**EXERCISE DETAILS**
Below are some records. Set each one down exactly as it reads.

**DATA RECORDS**
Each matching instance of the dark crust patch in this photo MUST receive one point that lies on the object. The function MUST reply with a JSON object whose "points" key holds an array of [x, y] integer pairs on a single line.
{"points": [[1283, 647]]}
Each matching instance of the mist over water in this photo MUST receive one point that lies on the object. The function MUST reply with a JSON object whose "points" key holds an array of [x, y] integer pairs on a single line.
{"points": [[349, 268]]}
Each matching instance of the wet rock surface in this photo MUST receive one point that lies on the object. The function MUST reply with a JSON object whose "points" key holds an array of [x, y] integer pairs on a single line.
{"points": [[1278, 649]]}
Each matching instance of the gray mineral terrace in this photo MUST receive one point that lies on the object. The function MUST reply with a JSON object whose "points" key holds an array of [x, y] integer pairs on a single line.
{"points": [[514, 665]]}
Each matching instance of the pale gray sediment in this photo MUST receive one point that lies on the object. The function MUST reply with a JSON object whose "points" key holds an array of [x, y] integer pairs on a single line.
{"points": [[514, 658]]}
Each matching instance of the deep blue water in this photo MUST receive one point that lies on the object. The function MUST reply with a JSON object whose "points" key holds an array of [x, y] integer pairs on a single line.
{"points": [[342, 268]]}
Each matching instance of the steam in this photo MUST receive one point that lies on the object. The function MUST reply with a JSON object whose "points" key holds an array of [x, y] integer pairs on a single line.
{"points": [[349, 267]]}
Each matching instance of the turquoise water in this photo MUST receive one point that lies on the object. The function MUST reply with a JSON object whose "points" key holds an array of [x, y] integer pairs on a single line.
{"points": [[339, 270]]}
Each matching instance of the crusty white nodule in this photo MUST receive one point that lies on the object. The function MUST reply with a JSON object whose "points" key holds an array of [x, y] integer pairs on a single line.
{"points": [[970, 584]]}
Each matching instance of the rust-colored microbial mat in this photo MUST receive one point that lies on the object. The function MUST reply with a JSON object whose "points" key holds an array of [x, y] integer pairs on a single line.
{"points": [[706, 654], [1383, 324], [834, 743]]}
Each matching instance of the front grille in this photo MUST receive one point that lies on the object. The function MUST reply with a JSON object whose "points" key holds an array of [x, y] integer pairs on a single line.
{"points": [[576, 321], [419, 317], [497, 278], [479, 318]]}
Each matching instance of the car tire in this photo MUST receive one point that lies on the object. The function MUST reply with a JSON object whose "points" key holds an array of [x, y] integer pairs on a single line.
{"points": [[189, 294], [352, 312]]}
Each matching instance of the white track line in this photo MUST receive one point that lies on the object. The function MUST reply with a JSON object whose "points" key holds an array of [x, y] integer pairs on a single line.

**OUTPUT OF THE TASK**
Each matching instance of the dark crust patch in this photo MUST receive one point that lies on the object. The function MUST reply with a JSON object whose "points" key holds an array of [x, y] integer pairs on a single line.
{"points": [[1283, 647]]}
Each matching instance of the mist over water in this photo MUST receive one point that lies on the object. The function MUST reply with a JSON object whose "points" key holds an array of [x, y] integer pairs on a single line.
{"points": [[349, 268]]}
Each matching instance of the wet rock surface in this photo MUST receive one point that lies on the object. The function MUST reply with a JSON object whose "points" key holds an array of [x, y] integer pairs on a single line.
{"points": [[1278, 649]]}
Each matching instance of the gray mineral terrace in this photo MUST receive one point that lies on the object. The function MUST reply with a JSON object whose "points" key holds an array of [x, y] integer pairs on a single line.
{"points": [[514, 665]]}
Each matching instance of the pale gray sediment in this photo MUST receive one point that lies on the object. The function MUST reply with a JSON object whose "points" key holds an array of [x, y] integer pairs on a single line.
{"points": [[514, 658]]}
Each matching instance of the deep blue water in this photo MUST receive one point that lies on the object. The function MUST reply with a JSON object whose "points" key holds an array of [x, y] integer pairs on a single line.
{"points": [[342, 268]]}
Each matching instance of the steam in this photo MUST receive one point that lies on the object. The function MUST reply with a JSON object whose "points" key holds an array of [x, y] integer pairs on a single line.
{"points": [[349, 267]]}
Each matching instance of the turquoise water in this photo MUST receive one point that lies on the object. The function MUST reply with a JSON object whose "points" key holds an array of [x, y] integer pairs on a single line.
{"points": [[339, 270]]}
Each matching instance of the crusty white nodule in this photo MUST receive one point that lies on the object. The function MUST reply with a JSON object whose "points" key holds an array of [x, y] integer pairs on a single line.
{"points": [[970, 584]]}
Each matching instance of the rust-colored microbial mat in this photo MUST receive one point that lies on the object. The function MUST reply with a JSON object whose "points" key holds an array of [x, y] integer pairs on a single line.
{"points": [[706, 654], [1383, 324], [834, 743]]}
Each matching instance of the front grille in this photo MUST receive one point that lies on the object. The function MUST reply with a JSON object whose "points" key holds an array of [x, y] integer pairs on a single line.
{"points": [[576, 321], [419, 317], [497, 278], [479, 318]]}
Each matching instance of the car tire in this photo MUST receive one point that lies on the object. The function MUST reply with a JSON object whose "points" key holds an array of [x, y] integer pairs on a single line.
{"points": [[189, 294], [352, 312]]}
Each matching instance of the white track line in this photo MUST receive one point that lies on the object. The function MUST reply with a JSON object whose "points" key holds an array of [x, y] integer pairs on a single line.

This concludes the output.